### SOURCE EXTRACT

────

File size: 3,444 Bytes

5e95543

---
license: apache-2.0
language:
  - en
pipeline_tag: text-generation
base_model: mistralai/Mistral-7B-Instruct-v0.3
tags:
  - mnn
  - mistral
  - mobile
  - on-device
  - tokforge
  - uncensored
  - abliterated
---

# Mistral-7B-Instruct-v0.3-MNN

Pre-converted [Mistral 7B Instruct v0.3](https://huggingface.co/mistralai/Mistral-7B-Instruct-v0.3) in MNN format for on-device inference with [TokForge](https://tokforge.ai).

> **Original model by [Mistral AI](https://huggingface.co/Mistral AI)** — converted to MNN Q4 for mobile deployment.

## Model Details

| | |
|---|---|
| **Architecture** | Mistral (sliding window attention, 32 layers, GQA) |
| **Parameters** | 7B (4-bit quantized) |
| **Format** | MNN (Alibaba Mobile Neural Network) |
| **Quantization** | W4A16 (4-bit weights, block size 128) |
| **Vocab** | 32,768 tokens |
| **Source** | [mistralai/Mistral-7B-Instruct-v0.3](https://huggingface.co/mistralai/Mistral-7B-Instruct-v0.3) |

## Description

Mistral AI's 7B Instruct v0.3 — the model that started the open-source LLM revolution. Updated to v0.3 with extended vocabulary and function calling support. One of the most popular and battle-tested open models. Excellent balance of quality and speed.

## Files

| File | Description |
|------|-------------|
| `llm.mnn` | Model computation graph |
| `llm.mnn.weight` | Quantized weight data (Q4, block=128) |
| `llm_config.json` | Model config with Jinja chat template |
| `tokenizer.txt` | Tokenizer vocabulary |
| `config.json` | MNN runtime config |

## Usage with TokForge

This model is optimized for **[TokForge](https://tokforge.ai)** — a free Android app for private, on-device LLM inference.

────

### DATA EXTRACTS

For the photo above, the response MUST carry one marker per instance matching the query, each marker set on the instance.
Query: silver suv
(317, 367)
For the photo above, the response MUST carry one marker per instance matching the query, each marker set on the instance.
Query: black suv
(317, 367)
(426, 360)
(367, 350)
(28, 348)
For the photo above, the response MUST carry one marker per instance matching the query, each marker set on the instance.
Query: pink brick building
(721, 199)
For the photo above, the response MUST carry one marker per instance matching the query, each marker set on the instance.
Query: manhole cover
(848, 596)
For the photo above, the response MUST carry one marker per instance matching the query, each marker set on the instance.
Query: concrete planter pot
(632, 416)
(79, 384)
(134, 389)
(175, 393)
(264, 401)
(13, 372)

────

### WHAT THIS EXERCISE ASKS
1 - Extract the part of the Mistral MNN model card from "Mistral AI's 7B" up to and including "quality and speed.".
2 - Extend the Mistral MNN model card by continuing it from where it stops.
The lines that come after the model card are separate material and have no connection to it.

### EXERCISE RESPONSES
1 -
Mistral AI's 7B Instruct v0.3 — the model that started the open-source LLM revolution. Updated to v0.3 with extended vocabulary and function calling support. One of the most popular and battle-tested open models. Excellent balance of quality and speed.

2 -
1. Download [TokForge from the Play Store](https://tokforge.ai)
2. Open the app → Models → Download this model
3. Start chatting — runs 100% locally, no internet required

### Recommended Settings

| Setting | Value |
|---------|-------|
| Backend | OpenCL (Qualcomm) / Vulkan (MediaTek) / CPU (fallback) |
| Precision | Low |
| Threads | 4 |
| Thinking | Off (or On for thinking-capable models) |



## Performance

Actual speed varies by device, thermal state, and generation length. Typical ranges for this model size:

| Device | SoC | Backend | tok/s |
|---|---|---|---|
| RedMagic 11 Pro | SM8850 | OpenCL | ~15-18 tok/s |
| Lenovo TB520FU | SM8650 | OpenCL | ~10-12 tok/s |

## Attribution

This is an MNN conversion of **[Mistral 7B Instruct v0.3](https://huggingface.co/mistralai/Mistral-7B-Instruct-v0.3)** by **[Mistral AI](https://huggingface.co/Mistral AI)**. All credit for the model architecture, training, and fine-tuning goes to the original author(s). This conversion only changes the runtime format for mobile deployment.

## Limitations

- Intended for TokForge / MNN on-device inference on Android
- This is a runtime bundle, not a standard Transformers training checkpoint
- Quantization (Q4) may slightly reduce quality compared to the full-precision original
- Abliterated/uncensored models have had safety filters removed — **use responsibly**

## Community

- **Website:** [tokforge.ai](https://tokforge.ai)
- **Discord:** [Join our Discord](https://discord.gg/Acv3CBtfVm)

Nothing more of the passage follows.